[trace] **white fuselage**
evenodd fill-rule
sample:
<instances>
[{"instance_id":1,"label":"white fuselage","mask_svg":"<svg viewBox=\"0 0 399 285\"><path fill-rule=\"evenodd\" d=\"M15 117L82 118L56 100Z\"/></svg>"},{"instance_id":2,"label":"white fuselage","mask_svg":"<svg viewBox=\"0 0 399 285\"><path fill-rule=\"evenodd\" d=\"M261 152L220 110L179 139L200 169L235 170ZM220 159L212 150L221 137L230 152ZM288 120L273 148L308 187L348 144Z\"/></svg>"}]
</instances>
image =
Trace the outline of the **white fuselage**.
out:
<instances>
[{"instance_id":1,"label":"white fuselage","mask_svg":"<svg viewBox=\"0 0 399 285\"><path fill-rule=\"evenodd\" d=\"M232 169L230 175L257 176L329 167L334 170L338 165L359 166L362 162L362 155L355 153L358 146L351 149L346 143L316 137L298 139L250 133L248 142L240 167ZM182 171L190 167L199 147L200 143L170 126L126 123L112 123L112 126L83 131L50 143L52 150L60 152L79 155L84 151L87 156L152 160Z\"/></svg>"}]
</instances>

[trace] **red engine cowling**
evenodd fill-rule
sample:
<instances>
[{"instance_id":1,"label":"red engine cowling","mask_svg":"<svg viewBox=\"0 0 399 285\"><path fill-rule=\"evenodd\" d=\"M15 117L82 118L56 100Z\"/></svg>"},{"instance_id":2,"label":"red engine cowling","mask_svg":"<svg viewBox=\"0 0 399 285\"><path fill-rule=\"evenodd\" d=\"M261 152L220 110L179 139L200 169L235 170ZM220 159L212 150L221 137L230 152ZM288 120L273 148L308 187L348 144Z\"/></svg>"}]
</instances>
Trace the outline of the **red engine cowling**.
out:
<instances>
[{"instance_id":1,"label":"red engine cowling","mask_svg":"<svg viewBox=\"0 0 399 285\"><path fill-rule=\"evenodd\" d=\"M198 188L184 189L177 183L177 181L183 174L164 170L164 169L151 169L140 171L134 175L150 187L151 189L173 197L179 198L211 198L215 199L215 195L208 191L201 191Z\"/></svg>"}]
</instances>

What needs to be done - Reproduce the entire listing above line for line, without changing a single character.

Reply -
[trace] **white fuselage**
evenodd fill-rule
sample:
<instances>
[{"instance_id":1,"label":"white fuselage","mask_svg":"<svg viewBox=\"0 0 399 285\"><path fill-rule=\"evenodd\" d=\"M15 117L82 118L56 100Z\"/></svg>"},{"instance_id":2,"label":"white fuselage","mask_svg":"<svg viewBox=\"0 0 399 285\"><path fill-rule=\"evenodd\" d=\"M261 152L220 110L179 139L200 169L235 170ZM220 159L212 150L221 137L230 152ZM288 120L273 148L308 187L348 144Z\"/></svg>"}]
</instances>
image =
Trace the outline of the **white fuselage**.
out:
<instances>
[{"instance_id":1,"label":"white fuselage","mask_svg":"<svg viewBox=\"0 0 399 285\"><path fill-rule=\"evenodd\" d=\"M232 169L230 175L257 176L329 167L334 170L338 165L359 166L362 162L362 155L355 153L358 146L351 149L346 143L316 137L298 139L250 133L248 142L240 167ZM182 171L190 167L199 147L200 143L170 126L126 123L112 123L112 126L83 131L50 143L52 150L60 152L79 155L84 151L87 156L152 160Z\"/></svg>"}]
</instances>

[trace] **red engine cowling**
evenodd fill-rule
sample:
<instances>
[{"instance_id":1,"label":"red engine cowling","mask_svg":"<svg viewBox=\"0 0 399 285\"><path fill-rule=\"evenodd\" d=\"M15 117L82 118L56 100Z\"/></svg>"},{"instance_id":2,"label":"red engine cowling","mask_svg":"<svg viewBox=\"0 0 399 285\"><path fill-rule=\"evenodd\" d=\"M261 152L220 110L179 139L200 169L235 170ZM220 159L212 150L221 137L230 152ZM288 120L273 148L308 187L348 144Z\"/></svg>"}]
</instances>
Trace the outline of the **red engine cowling**.
out:
<instances>
[{"instance_id":1,"label":"red engine cowling","mask_svg":"<svg viewBox=\"0 0 399 285\"><path fill-rule=\"evenodd\" d=\"M198 188L184 189L177 183L177 181L183 174L164 170L164 169L151 169L140 171L134 175L150 187L151 189L173 197L179 198L211 198L215 199L215 195L208 191L201 191Z\"/></svg>"}]
</instances>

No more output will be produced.